▶ Given instruction A: Please extract every line of the records that contains the string "powder".
::: Selection :::
Source code for macrosynergy.learning.forecasting.torch.models.mlps

import torch
import torch.nn as nn

from sklearn.base import BaseEstimator

from macrosynergy.learning.forecasting.torch.modules import LongShortModule

import numbers

[docs]class MultiLayerPerceptron(nn.Module, BaseEstimator):
    r"""
    Multi-layer perceptron models in PyTorch.

    Parameters
    ----------
    n_inputs : int
        Number of input features. Must be at least 1.
    n_latent : Union[int, list[int]]
        Number of latent features in a single hidden layer or list specifying the size of
        each hidden layer.
    n_outputs : int
        Number of output variables. Must be at least 1.
    encoder_activation : str, optional
        Activation function for the encoder layers.
        Default is "tanh". Other options include "relu" and "sigmoid".
    head_activation : str, optional
        Activation function for the head layers.
        Default is "identity" for no activation. Other options include "tanh", "relu"
        and "sigmoid".
    fit_encoder_intercept : bool, optional
        Whether to fit intercepts in the encoder layers. Default is False.
    fit_head_intercept : bool, optional
        Whether to fit intercepts in the output head. Default is True.
    dropout_p: float, optional
        Dropout probability for regularization. Default is 0 (no dropout).
        Must be between 0 and 0.5. 
    long_only : bool, optional
        Whether to enforce a long-only or long-short constraint on the outputs. Default is
        None for no constraint. If True, outputs from the `head_activation` layer will be
        passed through a softmax function to ensure they are non-negative and sum to 1. 
        If False, outputs from the `head_activation` layer will be passed through a custom
        layer that ensures the absolute values of the outputs sum to 1.
    dollar_neutral : bool, optional
        If `long_only` is False, outputs from the `head_activation` layer will be
        demeaned before being passed through the custom normalization layer to ensure that
        both the sum of outputs equals zero and the sum of absolute values equals one.
        Default is False.
    normalization : bool, optional
        Whether to add layer normalization after each linear layer in the encoder.
        Default is False.

    Notes
    -----
    A multi-layer perceptron is a feed-forward neural network that learns a (hopefully)
    optimal representation of the feature set for a prediction task, or for a collection
    of tasks. The intitial set is transformed into a new, "learnt", collection of features.
::: Records shown :::
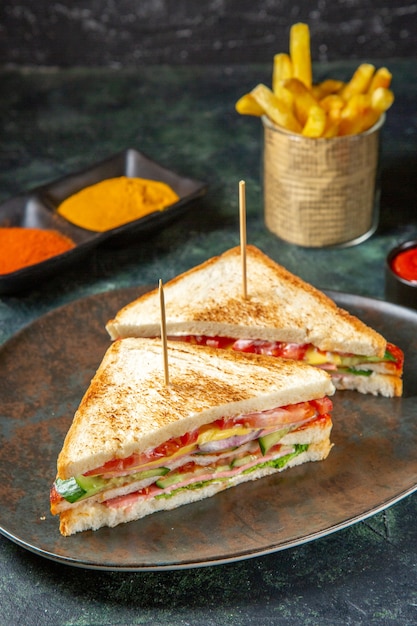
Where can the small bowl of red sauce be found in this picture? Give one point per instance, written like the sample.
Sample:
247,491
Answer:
401,274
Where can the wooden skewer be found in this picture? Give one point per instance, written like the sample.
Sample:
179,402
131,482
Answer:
164,333
242,219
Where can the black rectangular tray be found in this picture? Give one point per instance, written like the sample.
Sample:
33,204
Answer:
37,209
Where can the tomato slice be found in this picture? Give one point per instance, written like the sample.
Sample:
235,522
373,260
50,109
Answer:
398,355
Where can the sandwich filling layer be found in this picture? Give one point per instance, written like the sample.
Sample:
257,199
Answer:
213,453
338,364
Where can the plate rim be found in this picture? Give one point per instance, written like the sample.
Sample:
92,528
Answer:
341,298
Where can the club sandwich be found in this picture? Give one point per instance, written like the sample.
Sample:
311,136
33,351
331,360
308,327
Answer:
138,445
282,315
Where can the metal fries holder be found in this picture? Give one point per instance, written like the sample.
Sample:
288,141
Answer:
321,192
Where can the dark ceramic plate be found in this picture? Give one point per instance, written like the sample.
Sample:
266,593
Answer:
37,209
373,463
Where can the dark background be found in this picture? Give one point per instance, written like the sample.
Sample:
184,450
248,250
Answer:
114,33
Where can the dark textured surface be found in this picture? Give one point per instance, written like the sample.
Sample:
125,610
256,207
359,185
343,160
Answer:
138,32
55,122
279,512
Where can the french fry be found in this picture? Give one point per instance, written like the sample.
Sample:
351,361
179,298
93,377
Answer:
327,109
303,99
247,105
300,53
331,129
382,99
326,88
284,95
381,78
359,82
276,110
333,105
316,122
353,113
281,70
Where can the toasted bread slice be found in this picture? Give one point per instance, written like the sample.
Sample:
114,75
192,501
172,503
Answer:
207,302
128,411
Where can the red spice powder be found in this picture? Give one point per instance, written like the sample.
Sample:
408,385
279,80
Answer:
21,247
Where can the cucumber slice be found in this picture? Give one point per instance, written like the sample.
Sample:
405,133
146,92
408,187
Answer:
69,489
268,441
90,484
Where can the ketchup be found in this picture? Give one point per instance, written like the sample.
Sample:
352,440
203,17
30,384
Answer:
405,264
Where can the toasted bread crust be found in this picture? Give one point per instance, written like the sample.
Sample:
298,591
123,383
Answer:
94,516
280,306
128,408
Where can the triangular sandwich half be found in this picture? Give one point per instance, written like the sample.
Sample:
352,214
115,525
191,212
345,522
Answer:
138,445
281,316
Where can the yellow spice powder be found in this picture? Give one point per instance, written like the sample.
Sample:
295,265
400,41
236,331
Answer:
116,201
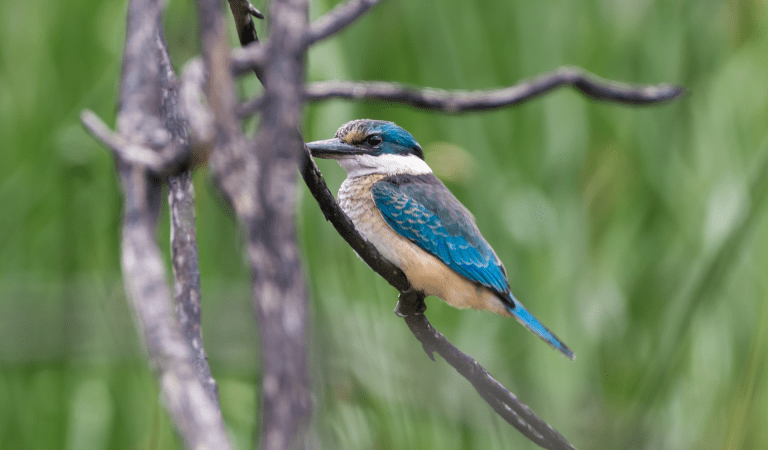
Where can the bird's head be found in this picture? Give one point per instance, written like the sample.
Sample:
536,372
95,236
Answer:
364,147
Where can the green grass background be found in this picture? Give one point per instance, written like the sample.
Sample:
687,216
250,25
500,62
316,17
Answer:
639,235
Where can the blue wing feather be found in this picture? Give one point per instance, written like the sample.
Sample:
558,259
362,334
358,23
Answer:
430,216
426,213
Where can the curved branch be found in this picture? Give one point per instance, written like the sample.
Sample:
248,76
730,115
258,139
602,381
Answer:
181,200
411,307
196,417
467,101
505,403
337,19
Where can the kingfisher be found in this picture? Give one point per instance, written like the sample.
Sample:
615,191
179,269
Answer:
397,204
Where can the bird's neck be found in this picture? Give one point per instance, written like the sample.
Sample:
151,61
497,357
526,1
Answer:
361,165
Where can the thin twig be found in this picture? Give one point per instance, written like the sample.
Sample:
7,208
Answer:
467,101
337,19
411,308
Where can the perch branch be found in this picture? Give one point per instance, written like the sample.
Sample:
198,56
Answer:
181,200
411,307
337,19
243,13
467,101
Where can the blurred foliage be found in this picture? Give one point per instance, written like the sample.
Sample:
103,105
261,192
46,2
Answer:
636,234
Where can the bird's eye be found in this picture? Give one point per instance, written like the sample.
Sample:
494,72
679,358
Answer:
374,140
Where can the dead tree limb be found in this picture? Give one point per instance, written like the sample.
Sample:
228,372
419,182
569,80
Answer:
196,416
259,179
181,200
411,307
337,19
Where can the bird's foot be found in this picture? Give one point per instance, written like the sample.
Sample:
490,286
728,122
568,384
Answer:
409,303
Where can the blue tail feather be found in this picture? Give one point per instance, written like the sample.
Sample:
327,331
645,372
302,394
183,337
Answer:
526,318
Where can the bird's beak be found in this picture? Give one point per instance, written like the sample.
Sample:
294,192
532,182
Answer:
333,149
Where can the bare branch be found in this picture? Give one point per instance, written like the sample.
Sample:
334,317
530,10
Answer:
411,307
467,101
506,404
197,418
251,58
279,291
337,19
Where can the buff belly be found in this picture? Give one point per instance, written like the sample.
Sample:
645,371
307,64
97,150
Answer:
425,272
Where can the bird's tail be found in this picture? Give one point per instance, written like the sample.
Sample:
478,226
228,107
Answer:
526,318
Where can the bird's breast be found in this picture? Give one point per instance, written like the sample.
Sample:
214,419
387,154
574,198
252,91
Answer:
424,271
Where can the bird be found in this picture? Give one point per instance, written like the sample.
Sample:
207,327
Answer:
397,204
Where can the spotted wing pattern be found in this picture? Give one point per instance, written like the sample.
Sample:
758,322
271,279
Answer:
421,209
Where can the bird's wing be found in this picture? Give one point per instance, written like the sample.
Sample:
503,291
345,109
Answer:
:::
▶ Given instruction B:
Answer these questions using the multi-layer perceptron source code:
(i) What is the default activation function for the encoder layers?
(ii) Between which values must the dropout probability fall?
(iii) What is the default value of fit_head_intercept?

▶ Expected output A:
Where can the red spice powder be found in this picture? Give one point per instance, written like the sample.
Where can the yellow spice powder be found in this picture? Give one point per instance, written like the sample.

▶ Expected output B:
(i) "tanh"
(ii) Between 0 and 0.5
(iii) True